Your instructions: Reproduce word for word the passage of the thesis proposals below, starting at "4.1 The interested" and ending at "more numerical thesis.".
BEGIN Text provided
Three MSc level thesis are proposed concerning various aspect of the propulsion of generic deformable self-propelled underwater robots such as the PoseiDRONE. 

4.1 The interested student is invited to participate on the numerical analysis of the vortex formation at the exit-plane of the nozzle of the robot and derive the contribution that the vortex ring has on the thrust of the robot. This work entails the employment of commercial CFD softwares such as FLUENT or CFX. The student is provided acces to a 32-CPUs workstation in order to perform, if needed, computationally-intensive simulations. This work is suited for a student with engineering background, but can also accomodate the intrest of motivated student from biological or environmental science who has the will to pursue a more numerical thesis.
 
Work in brief:
  • study the relevant state of the art in vortex-ring aided propulsion
  • gain experience with a CFD commercial software
  • set up a number of numerical experiments to derive the thrust produced by a vortex ring

 

4.2 Upon request from the interested student, a thesis dedicated to the expansion of an existing in-house 2D Navier-Stokes solver developed by the researcher of the laboratory can be pursued. This work may entail the introduction of solid boundary implementation via the use Immersed Boundary Methods. This work is suited for a student with a stronger mathematical background.
END Text provided
BEGIN Dataset records
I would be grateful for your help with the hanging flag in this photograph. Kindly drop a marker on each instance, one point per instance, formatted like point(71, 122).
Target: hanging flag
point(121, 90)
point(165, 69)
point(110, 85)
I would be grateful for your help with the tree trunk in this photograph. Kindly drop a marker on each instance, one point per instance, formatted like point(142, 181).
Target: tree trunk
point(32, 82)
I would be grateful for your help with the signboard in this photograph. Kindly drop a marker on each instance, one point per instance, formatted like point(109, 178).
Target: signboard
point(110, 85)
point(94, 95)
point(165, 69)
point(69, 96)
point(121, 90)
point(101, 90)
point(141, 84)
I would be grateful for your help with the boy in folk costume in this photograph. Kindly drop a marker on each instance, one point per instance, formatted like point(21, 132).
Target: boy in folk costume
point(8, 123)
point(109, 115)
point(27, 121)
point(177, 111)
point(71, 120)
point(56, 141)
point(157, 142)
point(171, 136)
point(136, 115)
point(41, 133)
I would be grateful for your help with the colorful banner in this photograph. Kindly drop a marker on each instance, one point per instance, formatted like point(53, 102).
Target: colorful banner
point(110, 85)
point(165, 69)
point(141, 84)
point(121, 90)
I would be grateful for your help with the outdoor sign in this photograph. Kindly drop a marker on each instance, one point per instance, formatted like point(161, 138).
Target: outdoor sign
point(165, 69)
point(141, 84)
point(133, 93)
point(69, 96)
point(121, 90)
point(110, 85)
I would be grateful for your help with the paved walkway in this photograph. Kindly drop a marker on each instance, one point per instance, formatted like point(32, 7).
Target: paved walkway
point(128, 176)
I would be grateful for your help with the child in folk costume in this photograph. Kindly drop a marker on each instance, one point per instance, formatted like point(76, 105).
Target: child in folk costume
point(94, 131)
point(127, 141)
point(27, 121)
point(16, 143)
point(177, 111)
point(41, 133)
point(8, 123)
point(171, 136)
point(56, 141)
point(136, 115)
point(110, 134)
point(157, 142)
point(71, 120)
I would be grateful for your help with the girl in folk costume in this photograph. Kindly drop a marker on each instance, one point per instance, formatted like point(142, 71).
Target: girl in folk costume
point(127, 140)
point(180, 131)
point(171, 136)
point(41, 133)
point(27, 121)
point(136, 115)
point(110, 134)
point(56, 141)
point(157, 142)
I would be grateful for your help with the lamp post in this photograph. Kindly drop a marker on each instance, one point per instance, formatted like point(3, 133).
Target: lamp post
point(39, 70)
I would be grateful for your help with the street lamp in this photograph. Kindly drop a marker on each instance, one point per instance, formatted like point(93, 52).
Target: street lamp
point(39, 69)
END Dataset records
Answer to this exercise:
4.1 The interested student is invited to participate on the numerical analysis of the vortex formation at the exit-plane of the nozzle of the robot and derive the contribution that the vortex ring has on the thrust of the robot. This work entails the employment of commercial CFD softwares such as FLUENT or CFX. The student is provided acces to a 32-CPUs workstation in order to perform, if needed, computationally-intensive simulations. This work is suited for a student with engineering background, but can also accomodate the intrest of motivated student from biological or environmental science who has the will to pursue a more numerical thesis.